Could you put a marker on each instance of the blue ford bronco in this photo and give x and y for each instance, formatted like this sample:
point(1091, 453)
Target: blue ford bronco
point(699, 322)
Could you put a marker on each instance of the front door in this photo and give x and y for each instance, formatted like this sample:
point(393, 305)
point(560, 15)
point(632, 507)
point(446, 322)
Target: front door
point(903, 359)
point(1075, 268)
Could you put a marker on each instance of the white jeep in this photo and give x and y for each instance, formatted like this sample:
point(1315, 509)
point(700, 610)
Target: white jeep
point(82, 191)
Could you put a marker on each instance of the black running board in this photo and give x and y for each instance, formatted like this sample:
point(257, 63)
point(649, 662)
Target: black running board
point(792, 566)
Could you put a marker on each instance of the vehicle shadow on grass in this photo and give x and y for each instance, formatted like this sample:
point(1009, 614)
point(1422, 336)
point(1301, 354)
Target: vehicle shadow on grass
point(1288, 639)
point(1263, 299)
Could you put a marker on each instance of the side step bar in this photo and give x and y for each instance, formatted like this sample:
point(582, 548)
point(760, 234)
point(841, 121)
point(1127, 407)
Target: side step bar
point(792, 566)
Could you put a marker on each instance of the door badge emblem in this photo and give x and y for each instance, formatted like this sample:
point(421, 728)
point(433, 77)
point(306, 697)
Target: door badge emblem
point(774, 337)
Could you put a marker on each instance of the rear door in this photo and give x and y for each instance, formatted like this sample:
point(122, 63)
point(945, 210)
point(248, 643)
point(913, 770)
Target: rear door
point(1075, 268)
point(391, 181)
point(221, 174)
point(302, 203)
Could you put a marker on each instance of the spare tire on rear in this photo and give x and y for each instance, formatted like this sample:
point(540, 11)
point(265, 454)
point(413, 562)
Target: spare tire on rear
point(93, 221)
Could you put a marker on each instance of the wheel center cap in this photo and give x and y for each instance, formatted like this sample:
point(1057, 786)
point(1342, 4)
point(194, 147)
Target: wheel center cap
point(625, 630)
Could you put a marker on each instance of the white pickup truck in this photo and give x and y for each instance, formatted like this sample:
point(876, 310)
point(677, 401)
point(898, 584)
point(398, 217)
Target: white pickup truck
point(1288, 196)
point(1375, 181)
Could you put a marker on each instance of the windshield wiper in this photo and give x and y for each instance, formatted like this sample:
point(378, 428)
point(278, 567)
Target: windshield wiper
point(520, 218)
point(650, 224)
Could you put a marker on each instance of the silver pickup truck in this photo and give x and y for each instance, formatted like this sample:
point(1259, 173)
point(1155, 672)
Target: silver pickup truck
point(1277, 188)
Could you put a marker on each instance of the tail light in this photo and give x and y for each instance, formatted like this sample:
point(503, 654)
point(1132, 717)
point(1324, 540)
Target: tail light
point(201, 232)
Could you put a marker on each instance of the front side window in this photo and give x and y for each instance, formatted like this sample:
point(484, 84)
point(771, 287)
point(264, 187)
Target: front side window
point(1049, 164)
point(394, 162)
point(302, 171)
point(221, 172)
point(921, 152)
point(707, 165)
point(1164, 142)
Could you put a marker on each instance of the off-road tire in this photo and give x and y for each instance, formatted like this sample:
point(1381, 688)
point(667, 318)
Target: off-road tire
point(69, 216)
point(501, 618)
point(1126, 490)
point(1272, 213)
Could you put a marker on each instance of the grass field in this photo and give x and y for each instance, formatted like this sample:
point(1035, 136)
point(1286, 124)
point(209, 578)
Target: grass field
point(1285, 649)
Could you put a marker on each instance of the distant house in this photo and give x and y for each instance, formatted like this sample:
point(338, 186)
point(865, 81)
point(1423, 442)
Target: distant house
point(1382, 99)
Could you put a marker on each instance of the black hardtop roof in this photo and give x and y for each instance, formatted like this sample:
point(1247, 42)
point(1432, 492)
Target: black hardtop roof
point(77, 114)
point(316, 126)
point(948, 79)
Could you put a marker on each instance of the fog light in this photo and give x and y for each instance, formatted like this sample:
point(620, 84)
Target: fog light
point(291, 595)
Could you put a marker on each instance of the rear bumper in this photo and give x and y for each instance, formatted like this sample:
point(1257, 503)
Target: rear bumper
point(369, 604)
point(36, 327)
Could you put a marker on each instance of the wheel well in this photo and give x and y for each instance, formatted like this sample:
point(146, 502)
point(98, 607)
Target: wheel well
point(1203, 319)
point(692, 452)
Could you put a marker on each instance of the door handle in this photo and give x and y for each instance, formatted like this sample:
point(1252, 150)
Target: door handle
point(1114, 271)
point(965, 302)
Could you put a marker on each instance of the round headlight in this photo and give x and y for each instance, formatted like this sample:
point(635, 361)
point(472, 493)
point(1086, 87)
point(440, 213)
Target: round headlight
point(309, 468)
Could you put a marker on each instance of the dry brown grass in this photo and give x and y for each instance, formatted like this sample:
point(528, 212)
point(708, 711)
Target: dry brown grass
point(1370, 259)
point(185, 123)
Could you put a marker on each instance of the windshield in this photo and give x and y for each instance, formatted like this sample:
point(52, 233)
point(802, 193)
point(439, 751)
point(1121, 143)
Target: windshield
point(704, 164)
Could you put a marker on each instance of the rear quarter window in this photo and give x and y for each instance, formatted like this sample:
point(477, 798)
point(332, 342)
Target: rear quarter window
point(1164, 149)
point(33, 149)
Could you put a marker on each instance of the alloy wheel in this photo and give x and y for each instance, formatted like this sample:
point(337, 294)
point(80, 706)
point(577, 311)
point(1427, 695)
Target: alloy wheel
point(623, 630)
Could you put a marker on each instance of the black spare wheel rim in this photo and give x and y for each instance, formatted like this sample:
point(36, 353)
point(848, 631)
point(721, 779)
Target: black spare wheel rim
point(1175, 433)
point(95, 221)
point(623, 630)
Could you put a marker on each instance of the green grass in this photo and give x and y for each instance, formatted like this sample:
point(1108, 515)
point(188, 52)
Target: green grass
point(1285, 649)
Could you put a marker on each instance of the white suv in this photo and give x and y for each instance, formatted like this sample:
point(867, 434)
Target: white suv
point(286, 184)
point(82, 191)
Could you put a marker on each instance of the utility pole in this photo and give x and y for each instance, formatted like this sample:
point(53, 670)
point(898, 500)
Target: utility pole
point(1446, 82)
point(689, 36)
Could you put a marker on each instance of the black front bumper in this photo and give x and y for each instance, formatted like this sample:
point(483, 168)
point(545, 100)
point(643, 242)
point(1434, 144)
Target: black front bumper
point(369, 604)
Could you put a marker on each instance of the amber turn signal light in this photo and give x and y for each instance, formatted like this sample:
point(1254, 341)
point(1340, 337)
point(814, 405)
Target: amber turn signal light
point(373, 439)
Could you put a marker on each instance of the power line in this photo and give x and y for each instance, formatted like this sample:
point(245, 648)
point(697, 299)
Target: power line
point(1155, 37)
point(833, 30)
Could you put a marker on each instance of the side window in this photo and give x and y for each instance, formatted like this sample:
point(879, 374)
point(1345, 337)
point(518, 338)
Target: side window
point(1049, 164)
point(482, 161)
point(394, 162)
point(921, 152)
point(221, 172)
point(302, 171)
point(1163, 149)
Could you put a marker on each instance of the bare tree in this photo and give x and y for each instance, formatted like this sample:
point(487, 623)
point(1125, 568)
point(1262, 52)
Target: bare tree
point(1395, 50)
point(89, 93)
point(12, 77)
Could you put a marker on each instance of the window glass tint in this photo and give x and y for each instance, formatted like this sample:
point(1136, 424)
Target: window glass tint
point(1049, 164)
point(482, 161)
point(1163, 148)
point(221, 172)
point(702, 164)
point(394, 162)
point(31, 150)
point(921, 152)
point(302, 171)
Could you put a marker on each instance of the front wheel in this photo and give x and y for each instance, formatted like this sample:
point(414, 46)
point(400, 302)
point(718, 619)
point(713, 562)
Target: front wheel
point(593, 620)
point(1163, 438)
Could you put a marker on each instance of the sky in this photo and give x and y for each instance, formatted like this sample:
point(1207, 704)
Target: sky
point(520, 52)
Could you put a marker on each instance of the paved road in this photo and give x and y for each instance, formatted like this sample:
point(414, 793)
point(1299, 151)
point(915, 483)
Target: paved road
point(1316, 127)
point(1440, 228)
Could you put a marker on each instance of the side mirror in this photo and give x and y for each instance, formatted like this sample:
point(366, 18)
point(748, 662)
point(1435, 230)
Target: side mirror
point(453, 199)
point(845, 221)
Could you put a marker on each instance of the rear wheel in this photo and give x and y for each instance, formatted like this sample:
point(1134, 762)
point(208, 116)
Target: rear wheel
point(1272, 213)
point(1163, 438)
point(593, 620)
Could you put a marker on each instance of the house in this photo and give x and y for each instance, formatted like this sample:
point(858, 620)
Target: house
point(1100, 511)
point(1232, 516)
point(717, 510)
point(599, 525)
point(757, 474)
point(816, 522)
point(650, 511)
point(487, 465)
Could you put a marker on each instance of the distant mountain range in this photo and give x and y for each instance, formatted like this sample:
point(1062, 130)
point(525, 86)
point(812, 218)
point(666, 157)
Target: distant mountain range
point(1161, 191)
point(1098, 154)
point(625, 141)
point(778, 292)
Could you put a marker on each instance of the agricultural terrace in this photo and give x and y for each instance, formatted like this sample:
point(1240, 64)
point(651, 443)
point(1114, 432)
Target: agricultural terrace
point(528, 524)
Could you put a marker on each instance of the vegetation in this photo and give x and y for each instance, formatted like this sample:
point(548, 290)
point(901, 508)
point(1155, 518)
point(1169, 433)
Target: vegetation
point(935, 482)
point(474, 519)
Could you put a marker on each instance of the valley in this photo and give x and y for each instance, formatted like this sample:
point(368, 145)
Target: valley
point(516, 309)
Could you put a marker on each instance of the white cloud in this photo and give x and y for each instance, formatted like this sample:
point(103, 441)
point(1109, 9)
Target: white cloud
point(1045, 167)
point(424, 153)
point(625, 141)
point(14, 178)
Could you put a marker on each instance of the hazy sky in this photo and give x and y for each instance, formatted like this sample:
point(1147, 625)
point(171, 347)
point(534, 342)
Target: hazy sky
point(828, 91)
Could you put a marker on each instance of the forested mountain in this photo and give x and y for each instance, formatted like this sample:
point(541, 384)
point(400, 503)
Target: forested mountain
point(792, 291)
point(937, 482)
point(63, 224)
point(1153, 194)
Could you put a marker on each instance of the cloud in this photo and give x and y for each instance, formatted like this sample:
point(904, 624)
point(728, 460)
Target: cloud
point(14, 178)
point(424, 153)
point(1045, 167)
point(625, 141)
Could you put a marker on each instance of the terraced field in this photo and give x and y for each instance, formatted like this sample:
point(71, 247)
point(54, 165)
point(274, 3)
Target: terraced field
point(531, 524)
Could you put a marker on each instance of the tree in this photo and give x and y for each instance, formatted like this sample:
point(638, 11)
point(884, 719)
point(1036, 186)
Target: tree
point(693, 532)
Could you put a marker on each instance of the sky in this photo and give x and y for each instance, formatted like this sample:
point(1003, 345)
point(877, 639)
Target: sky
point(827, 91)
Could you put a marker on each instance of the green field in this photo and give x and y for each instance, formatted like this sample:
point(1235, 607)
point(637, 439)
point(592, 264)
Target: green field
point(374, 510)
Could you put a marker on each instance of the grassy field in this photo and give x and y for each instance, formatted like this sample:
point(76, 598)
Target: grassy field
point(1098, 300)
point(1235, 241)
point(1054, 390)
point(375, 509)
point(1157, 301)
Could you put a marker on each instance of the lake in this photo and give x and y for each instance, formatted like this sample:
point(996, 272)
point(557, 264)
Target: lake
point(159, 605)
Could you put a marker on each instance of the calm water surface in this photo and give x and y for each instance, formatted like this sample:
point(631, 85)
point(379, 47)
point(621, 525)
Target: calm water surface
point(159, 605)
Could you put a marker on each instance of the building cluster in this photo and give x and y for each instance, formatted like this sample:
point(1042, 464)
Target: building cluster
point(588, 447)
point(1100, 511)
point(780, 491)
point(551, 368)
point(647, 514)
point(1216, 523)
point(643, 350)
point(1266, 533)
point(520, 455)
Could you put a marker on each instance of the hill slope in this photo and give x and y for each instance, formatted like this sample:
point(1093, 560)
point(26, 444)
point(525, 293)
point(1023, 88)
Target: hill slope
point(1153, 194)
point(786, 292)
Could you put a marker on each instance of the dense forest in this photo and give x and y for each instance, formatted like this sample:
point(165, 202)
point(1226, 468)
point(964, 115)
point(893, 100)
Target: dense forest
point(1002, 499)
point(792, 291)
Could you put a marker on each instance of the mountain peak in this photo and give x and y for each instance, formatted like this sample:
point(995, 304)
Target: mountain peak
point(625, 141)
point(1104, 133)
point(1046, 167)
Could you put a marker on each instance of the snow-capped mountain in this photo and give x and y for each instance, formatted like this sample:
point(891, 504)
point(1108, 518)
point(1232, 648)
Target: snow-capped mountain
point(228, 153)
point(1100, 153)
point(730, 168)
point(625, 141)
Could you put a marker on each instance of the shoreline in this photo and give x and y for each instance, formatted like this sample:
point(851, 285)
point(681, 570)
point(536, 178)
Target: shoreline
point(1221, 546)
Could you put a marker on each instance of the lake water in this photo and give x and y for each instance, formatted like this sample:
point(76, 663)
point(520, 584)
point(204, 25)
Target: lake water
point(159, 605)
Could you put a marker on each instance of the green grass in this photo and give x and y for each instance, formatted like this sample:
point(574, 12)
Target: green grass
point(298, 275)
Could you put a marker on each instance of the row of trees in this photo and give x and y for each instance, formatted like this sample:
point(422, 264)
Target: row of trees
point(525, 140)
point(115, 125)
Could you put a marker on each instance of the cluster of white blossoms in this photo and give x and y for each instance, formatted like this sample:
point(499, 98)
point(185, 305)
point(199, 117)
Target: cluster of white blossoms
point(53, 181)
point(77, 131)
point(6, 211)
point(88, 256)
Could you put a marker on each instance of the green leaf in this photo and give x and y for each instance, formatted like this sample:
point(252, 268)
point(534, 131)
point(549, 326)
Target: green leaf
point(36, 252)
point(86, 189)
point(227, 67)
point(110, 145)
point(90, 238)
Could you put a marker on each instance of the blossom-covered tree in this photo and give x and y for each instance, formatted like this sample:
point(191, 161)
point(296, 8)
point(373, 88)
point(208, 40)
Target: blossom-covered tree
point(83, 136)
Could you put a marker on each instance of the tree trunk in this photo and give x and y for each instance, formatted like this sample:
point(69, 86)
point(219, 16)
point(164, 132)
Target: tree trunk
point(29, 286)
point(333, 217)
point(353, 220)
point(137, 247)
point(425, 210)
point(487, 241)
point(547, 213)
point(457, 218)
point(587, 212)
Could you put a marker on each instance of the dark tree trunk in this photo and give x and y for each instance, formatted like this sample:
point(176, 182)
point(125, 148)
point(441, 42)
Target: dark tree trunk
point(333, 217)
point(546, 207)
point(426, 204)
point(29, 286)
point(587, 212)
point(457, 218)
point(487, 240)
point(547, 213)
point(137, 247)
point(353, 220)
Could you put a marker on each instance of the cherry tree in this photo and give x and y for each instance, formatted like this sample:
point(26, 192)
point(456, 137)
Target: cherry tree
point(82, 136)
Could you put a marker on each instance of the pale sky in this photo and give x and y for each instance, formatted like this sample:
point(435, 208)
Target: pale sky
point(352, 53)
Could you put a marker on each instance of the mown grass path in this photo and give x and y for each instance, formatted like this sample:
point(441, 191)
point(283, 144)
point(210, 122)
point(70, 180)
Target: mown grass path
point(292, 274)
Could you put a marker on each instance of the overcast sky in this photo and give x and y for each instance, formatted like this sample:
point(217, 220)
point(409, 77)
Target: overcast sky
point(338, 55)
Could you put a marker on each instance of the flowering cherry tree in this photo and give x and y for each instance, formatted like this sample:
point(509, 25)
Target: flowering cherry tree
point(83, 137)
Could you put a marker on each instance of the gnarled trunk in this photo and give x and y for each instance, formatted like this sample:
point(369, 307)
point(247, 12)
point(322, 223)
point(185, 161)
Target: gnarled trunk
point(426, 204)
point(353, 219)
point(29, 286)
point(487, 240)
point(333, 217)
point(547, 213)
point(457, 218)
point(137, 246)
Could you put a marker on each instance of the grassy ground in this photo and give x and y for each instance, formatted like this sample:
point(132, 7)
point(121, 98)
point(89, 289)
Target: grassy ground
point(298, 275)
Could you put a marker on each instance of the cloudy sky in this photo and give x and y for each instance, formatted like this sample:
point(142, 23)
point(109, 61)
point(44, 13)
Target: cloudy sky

------------------------

#### Challenge:
Nothing but the lines from the one with "Could you put a marker on each instance of the pale" through the end of the data above should be repeated, each exactly as it stands.

#### Exercise response:
Could you put a marker on each instance of the pale sky in this photo and give x and y for each instance, formatted like this sample:
point(435, 208)
Target: pale sky
point(352, 53)
Could you put a marker on each instance of the mown grass path in this photo and give x and y for each instance, formatted like this sample:
point(441, 191)
point(283, 144)
point(210, 122)
point(70, 180)
Target: mown grass path
point(292, 274)
Could you put a marker on each instance of the overcast sky in this photo and give x and y for each instance, formatted like this sample:
point(217, 220)
point(409, 77)
Target: overcast sky
point(338, 55)
Could you put a marker on each instance of the flowering cherry tree in this photo and give x and y for each instance, formatted like this sample:
point(509, 25)
Target: flowering cherry tree
point(83, 137)
Could you put a marker on each instance of the gnarled trunk in this photo and give x and y for each instance, formatted like this sample:
point(369, 307)
point(247, 12)
point(322, 223)
point(185, 161)
Target: gnarled trunk
point(426, 204)
point(353, 219)
point(29, 286)
point(487, 240)
point(333, 217)
point(547, 213)
point(457, 218)
point(137, 246)
Could you put a marker on each instance of the grassy ground in this photo and give x and y for each instance, formatted like this sample:
point(132, 7)
point(121, 98)
point(89, 289)
Target: grassy ground
point(298, 275)
Could you put a marker on each instance of the cloudy sky in this photo and give x and y for each instance, formatted like this sample:
point(142, 23)
point(109, 61)
point(44, 13)
Target: cloudy sky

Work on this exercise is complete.